[Opening DATA FOR THIS TASK section]
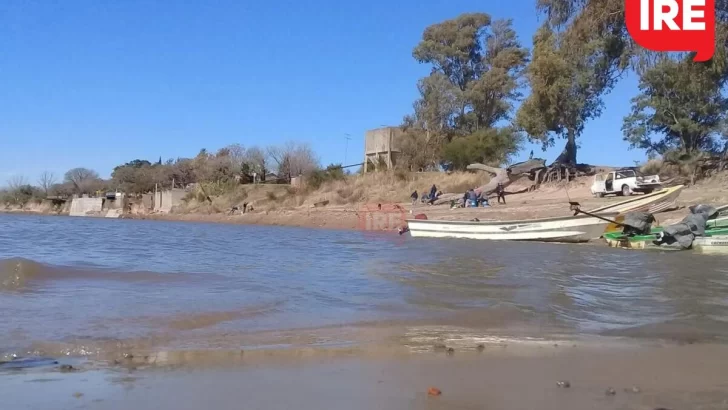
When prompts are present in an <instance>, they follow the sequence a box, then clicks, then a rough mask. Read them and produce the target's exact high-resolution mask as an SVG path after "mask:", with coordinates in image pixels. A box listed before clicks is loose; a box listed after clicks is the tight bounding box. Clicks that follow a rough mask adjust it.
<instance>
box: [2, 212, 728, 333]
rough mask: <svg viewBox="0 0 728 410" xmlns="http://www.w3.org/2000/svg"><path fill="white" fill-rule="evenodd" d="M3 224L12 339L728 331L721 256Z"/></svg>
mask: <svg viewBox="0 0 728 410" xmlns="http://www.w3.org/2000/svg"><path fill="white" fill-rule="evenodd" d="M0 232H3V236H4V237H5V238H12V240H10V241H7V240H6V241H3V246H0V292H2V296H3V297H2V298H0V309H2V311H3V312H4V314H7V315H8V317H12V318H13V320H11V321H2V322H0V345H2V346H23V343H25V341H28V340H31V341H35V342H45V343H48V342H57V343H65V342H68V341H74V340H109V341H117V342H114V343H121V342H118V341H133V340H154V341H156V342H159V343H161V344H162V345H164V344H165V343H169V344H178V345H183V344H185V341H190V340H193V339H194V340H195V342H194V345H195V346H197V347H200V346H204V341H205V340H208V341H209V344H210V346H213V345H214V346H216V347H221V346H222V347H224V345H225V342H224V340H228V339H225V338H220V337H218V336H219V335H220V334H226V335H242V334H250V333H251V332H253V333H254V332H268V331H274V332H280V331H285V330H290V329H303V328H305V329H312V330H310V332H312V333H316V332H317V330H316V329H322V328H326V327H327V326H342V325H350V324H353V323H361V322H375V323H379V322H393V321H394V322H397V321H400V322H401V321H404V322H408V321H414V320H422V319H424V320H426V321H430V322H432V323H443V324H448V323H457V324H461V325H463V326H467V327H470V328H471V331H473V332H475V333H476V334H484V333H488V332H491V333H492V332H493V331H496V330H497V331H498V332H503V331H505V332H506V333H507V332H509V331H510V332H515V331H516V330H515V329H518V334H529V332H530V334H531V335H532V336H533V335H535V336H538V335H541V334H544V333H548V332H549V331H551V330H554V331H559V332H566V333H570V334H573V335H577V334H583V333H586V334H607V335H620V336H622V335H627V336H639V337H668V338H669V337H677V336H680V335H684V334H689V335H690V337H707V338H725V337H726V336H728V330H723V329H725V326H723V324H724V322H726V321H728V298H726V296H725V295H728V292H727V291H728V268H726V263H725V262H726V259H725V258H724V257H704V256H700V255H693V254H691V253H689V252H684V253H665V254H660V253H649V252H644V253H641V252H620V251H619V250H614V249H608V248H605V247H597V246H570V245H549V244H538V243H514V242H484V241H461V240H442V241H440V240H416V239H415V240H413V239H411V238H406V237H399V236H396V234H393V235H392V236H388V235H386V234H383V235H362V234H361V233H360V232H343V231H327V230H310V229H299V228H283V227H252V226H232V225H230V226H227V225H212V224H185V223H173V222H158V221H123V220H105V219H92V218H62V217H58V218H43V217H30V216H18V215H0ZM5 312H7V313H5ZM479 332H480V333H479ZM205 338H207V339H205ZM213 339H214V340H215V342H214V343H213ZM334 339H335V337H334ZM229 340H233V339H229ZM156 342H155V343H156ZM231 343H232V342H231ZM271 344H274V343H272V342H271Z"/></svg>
[Closing DATA FOR THIS TASK section]
YOUR TASK —
Word for word, give the listing above again, but drop any pictures.

REPLY TO THE EXERCISE —
When prompts are present in an <instance>, they follow the sequence a box, then clicks, then a rough mask. Read them and produce the target's exact high-resolution mask as an SVG path after "mask:", with coordinates in image pixels. A box listed before clicks is loose; a box listed after clicks is the tight bounding box. Clicks that follow a rough mask adjust it.
<instance>
box: [2, 212, 728, 333]
rough mask: <svg viewBox="0 0 728 410" xmlns="http://www.w3.org/2000/svg"><path fill="white" fill-rule="evenodd" d="M3 224L12 339L728 331L721 256Z"/></svg>
mask: <svg viewBox="0 0 728 410" xmlns="http://www.w3.org/2000/svg"><path fill="white" fill-rule="evenodd" d="M0 232H3V236H4V237H5V238H12V240H10V241H7V240H6V241H3V246H0V292H2V296H3V297H2V298H0V309H2V311H3V312H4V314H7V315H8V317H12V318H13V320H11V321H2V322H0V345H2V346H23V343H25V341H28V340H31V341H35V342H45V343H48V342H57V343H65V342H68V341H74V340H109V341H117V342H114V343H121V342H118V341H133V340H154V341H156V342H159V343H161V344H162V345H164V344H165V343H169V344H178V345H183V344H185V341H190V340H193V339H194V340H195V342H194V345H195V346H197V347H200V346H204V341H205V340H208V341H209V344H210V346H213V345H214V346H216V347H221V346H222V347H224V345H225V342H224V340H228V339H225V338H220V337H218V336H219V335H220V334H226V335H242V334H250V333H251V332H253V333H254V332H268V331H274V332H280V331H285V330H290V329H303V328H305V329H312V330H310V332H312V333H316V332H317V330H316V329H322V328H326V327H327V326H342V325H350V324H353V323H361V322H375V323H379V322H393V321H394V322H397V321H400V322H401V321H404V322H408V321H414V320H422V319H424V320H426V321H430V322H432V323H443V324H448V323H457V324H461V325H463V326H467V327H470V328H471V331H473V332H475V333H476V334H484V333H488V332H491V333H492V332H493V331H496V330H497V331H498V332H503V331H505V332H506V333H507V332H509V331H510V332H515V331H516V330H515V329H518V334H529V332H530V334H531V335H532V336H533V335H535V336H538V335H541V334H544V333H548V332H549V331H551V330H554V331H559V332H566V333H570V334H573V335H577V334H583V333H586V334H607V335H620V336H622V335H627V336H639V337H668V338H669V337H677V336H680V335H684V334H689V335H690V337H707V338H725V337H726V336H728V330H723V329H725V326H723V324H724V322H726V321H728V298H726V296H725V295H728V292H727V291H728V268H726V263H725V262H726V259H725V258H724V257H704V256H700V255H693V254H691V253H689V252H684V253H665V254H660V253H649V252H644V253H641V252H620V251H619V250H614V249H608V248H605V247H597V246H570V245H549V244H538V243H514V242H484V241H461V240H442V241H440V240H416V239H415V240H413V239H411V238H406V237H399V236H396V234H393V235H392V236H388V235H386V234H383V235H362V234H361V233H360V232H343V231H327V230H310V229H299V228H283V227H252V226H232V225H230V226H227V225H212V224H185V223H173V222H158V221H123V220H105V219H92V218H62V217H58V218H43V217H30V216H18V215H0ZM5 312H7V313H5ZM479 332H480V333H479ZM205 338H207V339H205ZM213 339H214V340H215V342H214V343H213ZM334 339H335V337H334ZM229 340H233V339H229ZM156 342H155V343H156ZM231 343H232V342H231ZM271 344H274V343H272V342H271Z"/></svg>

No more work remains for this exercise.